══ Recorded information
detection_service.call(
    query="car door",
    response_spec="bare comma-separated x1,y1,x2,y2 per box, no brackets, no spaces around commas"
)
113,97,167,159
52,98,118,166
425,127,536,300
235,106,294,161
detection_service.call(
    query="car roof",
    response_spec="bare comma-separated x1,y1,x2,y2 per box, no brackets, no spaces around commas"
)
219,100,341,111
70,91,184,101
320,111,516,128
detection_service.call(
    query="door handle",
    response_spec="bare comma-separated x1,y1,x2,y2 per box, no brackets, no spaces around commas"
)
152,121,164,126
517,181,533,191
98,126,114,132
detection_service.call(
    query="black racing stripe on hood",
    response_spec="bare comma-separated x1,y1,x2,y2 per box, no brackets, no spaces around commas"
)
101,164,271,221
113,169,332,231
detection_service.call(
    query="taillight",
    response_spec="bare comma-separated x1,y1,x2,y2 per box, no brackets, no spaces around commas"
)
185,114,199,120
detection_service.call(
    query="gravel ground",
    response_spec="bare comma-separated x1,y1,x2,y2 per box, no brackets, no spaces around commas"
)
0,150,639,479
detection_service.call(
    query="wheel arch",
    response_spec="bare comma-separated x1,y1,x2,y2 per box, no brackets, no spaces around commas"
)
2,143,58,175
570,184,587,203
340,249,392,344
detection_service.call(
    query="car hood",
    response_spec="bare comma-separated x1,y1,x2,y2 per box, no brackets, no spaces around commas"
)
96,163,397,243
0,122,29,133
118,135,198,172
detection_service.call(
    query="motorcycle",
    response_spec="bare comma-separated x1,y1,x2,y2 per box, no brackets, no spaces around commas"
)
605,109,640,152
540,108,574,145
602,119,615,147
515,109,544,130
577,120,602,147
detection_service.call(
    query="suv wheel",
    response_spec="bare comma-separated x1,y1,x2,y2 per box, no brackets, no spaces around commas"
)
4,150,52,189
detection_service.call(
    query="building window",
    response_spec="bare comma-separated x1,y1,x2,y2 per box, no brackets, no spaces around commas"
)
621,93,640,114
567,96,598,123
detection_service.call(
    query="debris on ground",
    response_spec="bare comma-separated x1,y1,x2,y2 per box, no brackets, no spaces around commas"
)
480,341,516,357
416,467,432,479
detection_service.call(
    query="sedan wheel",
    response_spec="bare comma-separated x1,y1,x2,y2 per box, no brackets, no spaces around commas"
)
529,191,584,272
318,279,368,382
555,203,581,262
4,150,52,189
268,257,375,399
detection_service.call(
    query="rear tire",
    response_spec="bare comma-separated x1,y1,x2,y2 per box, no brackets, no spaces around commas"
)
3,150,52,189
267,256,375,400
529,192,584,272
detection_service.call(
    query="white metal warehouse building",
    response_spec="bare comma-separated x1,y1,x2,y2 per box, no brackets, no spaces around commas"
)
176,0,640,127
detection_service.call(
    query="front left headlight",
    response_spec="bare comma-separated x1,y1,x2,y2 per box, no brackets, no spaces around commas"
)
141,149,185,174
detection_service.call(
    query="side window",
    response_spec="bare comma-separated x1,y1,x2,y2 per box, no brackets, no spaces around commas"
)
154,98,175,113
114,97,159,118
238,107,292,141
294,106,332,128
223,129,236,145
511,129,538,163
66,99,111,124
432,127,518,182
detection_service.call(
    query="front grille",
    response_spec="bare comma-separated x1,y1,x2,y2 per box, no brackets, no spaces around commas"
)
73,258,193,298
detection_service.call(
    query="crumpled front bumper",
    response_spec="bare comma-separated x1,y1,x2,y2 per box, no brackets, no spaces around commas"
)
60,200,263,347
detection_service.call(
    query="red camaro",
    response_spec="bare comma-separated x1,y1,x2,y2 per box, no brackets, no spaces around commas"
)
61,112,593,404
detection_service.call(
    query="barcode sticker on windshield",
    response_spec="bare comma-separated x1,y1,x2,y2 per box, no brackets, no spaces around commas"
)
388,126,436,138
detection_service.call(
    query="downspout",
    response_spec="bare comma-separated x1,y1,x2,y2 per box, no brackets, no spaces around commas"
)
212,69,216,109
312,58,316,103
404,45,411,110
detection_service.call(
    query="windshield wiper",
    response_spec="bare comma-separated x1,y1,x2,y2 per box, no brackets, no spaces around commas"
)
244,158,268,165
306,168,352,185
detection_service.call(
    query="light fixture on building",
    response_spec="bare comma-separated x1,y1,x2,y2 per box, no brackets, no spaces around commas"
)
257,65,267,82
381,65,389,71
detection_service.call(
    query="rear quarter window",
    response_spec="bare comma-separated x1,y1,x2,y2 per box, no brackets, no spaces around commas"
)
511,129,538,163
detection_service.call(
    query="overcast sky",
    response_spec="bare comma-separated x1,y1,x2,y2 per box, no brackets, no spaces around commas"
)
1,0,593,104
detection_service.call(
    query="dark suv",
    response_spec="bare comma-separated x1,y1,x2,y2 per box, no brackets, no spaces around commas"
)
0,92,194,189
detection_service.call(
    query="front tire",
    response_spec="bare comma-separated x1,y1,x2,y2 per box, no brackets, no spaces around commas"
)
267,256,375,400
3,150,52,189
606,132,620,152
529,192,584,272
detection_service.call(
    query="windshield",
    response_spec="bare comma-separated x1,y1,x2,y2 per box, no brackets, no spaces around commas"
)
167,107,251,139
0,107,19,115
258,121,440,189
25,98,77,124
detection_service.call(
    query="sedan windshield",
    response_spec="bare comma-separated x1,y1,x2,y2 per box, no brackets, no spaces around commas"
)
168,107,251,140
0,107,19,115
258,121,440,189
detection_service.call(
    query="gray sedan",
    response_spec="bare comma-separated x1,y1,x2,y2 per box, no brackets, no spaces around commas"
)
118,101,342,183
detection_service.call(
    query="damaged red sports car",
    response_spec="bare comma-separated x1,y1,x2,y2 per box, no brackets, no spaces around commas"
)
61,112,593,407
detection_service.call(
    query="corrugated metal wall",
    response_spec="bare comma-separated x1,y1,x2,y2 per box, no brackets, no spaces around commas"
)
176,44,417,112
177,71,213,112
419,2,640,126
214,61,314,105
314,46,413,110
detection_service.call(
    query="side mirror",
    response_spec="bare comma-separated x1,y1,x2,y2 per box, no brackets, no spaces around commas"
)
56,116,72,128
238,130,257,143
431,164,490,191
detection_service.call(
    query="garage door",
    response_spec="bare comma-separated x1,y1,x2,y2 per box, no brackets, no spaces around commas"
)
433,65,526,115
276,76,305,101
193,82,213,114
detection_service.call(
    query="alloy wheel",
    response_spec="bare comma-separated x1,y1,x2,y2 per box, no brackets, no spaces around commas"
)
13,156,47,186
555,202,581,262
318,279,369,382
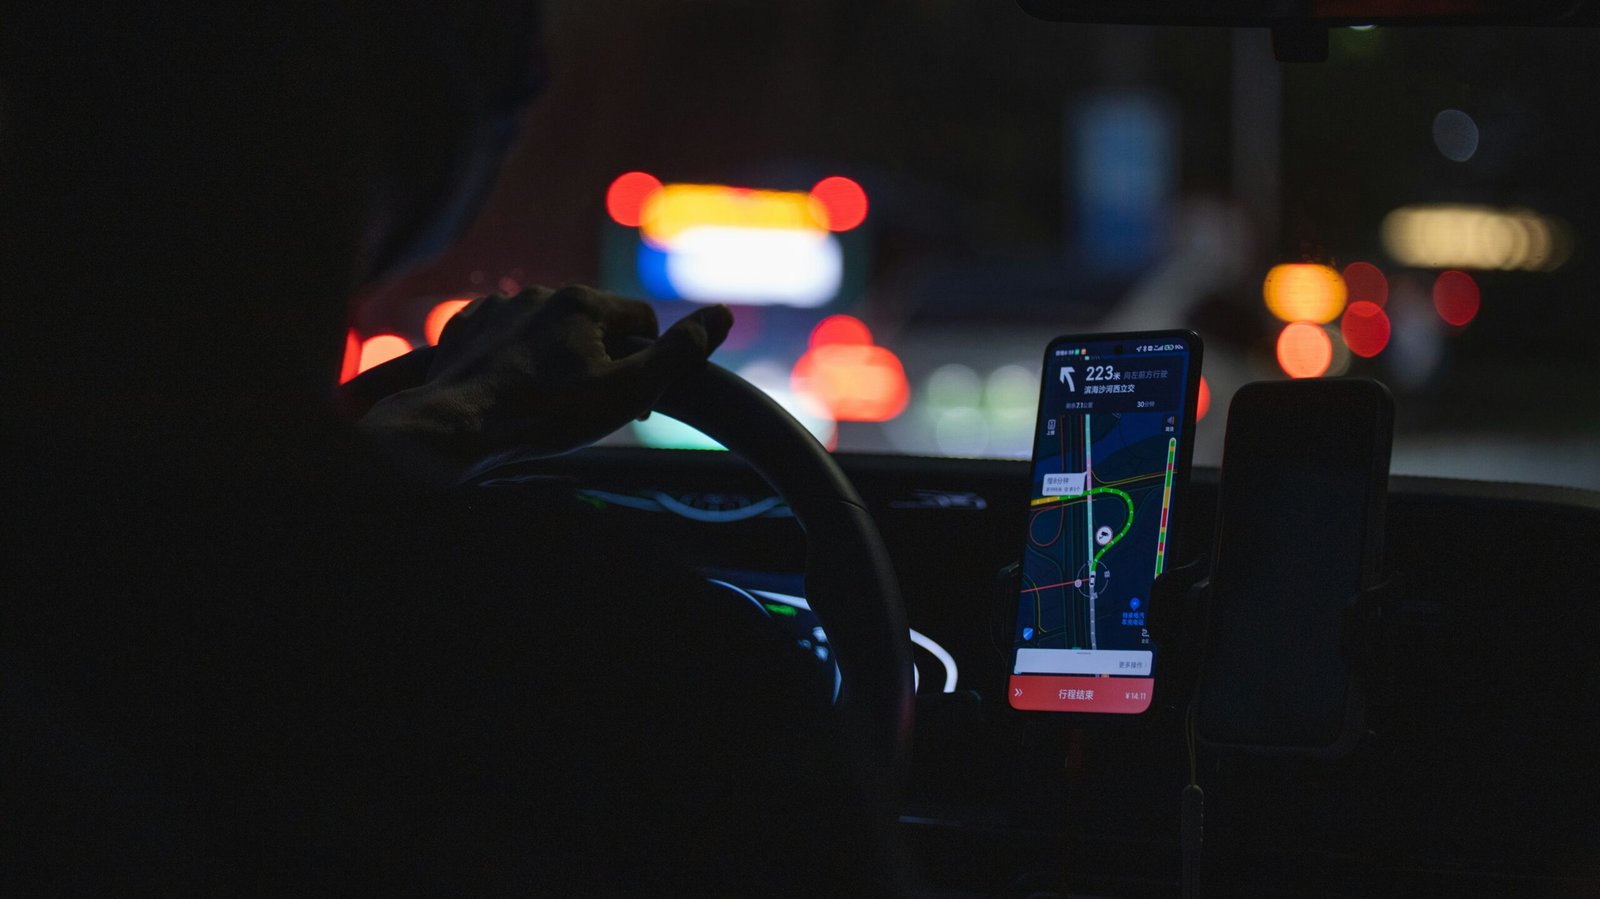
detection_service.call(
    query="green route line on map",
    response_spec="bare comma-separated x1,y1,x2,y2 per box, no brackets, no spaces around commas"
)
1087,486,1135,567
1018,484,1140,595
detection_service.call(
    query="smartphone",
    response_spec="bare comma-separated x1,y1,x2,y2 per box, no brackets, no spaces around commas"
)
1194,379,1393,754
1008,330,1202,715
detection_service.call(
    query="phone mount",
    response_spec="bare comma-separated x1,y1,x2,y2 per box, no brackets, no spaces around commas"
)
1155,570,1397,759
994,558,1398,755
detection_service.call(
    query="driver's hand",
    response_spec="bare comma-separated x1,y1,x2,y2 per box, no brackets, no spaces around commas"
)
359,285,732,473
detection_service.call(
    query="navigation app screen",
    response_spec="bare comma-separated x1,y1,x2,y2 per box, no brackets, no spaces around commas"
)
1009,332,1198,714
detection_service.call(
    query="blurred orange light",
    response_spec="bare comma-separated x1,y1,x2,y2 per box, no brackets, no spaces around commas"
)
1340,300,1391,358
1433,270,1481,326
1263,263,1347,324
791,344,909,422
424,298,473,346
810,176,869,232
639,183,828,245
1276,322,1333,379
1196,376,1211,421
809,314,873,348
339,328,362,384
606,171,663,227
1341,261,1388,307
356,334,413,376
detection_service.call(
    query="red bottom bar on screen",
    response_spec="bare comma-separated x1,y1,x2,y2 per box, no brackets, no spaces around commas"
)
1008,674,1154,713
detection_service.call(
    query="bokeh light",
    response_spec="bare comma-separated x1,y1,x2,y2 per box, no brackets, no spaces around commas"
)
355,334,414,377
641,183,828,245
1433,270,1481,326
1263,263,1347,324
606,171,663,227
1340,300,1392,357
810,176,869,231
1276,322,1333,379
1381,204,1570,271
793,315,907,422
925,364,983,411
424,298,473,346
790,344,909,422
809,314,873,347
1341,261,1388,307
1432,109,1480,162
984,364,1039,456
984,365,1038,412
1196,376,1211,421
════
Requirement: State how many lines of the material above contain the word "wheel". Say nothing else.

Result of this exercise: 4